- **Input for this task**:
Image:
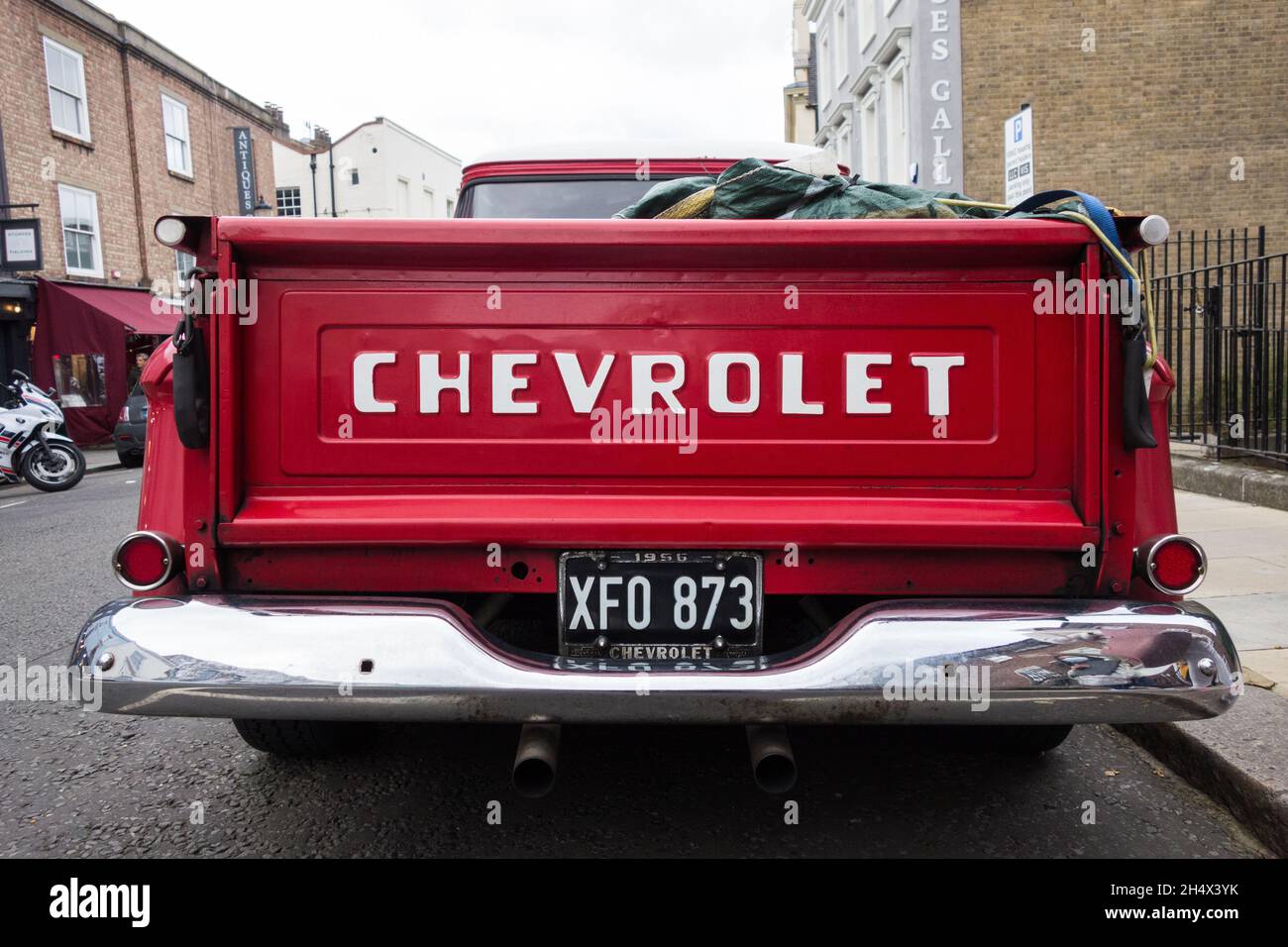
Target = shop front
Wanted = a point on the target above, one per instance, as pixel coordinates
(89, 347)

* * *

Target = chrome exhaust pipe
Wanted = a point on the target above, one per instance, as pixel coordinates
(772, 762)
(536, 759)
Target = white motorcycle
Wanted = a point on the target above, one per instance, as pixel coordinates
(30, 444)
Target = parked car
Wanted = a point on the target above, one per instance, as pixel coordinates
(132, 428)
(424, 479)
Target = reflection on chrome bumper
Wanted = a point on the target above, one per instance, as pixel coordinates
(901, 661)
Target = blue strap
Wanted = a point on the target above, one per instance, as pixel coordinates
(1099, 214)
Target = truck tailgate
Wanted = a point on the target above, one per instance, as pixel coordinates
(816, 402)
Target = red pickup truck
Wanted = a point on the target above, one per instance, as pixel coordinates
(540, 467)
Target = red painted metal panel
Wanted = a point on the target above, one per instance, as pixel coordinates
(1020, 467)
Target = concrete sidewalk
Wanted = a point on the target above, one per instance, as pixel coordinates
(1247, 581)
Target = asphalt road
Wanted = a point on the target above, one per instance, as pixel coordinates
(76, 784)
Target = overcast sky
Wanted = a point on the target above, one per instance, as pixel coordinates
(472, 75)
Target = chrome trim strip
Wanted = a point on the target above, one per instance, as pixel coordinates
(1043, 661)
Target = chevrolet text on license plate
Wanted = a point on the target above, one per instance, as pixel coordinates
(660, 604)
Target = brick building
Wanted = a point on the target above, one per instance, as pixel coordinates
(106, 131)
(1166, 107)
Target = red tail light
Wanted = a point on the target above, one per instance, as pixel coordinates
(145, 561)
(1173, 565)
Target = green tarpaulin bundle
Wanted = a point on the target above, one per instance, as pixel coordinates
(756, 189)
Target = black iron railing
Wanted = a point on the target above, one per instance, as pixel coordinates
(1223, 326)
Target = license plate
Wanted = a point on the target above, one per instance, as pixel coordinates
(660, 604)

--

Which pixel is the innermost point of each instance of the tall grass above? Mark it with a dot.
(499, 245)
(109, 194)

- **The problem**: Render the records from the line with "Target = red pickup truck" to the line with "(1020, 467)" as a two-column CSV headed text and answer. Give one row per record, with each value in its own quoted field and line breaks replaced by spaces.

- **Completed task**:
text,answer
"Target = red pickup truck Wanted = a point on the target above, one per instance, as pixel coordinates","(540, 467)"
"Target = red painted metal panel Wanted = a point on the target above, one per instance, as pixel coordinates","(1020, 467)"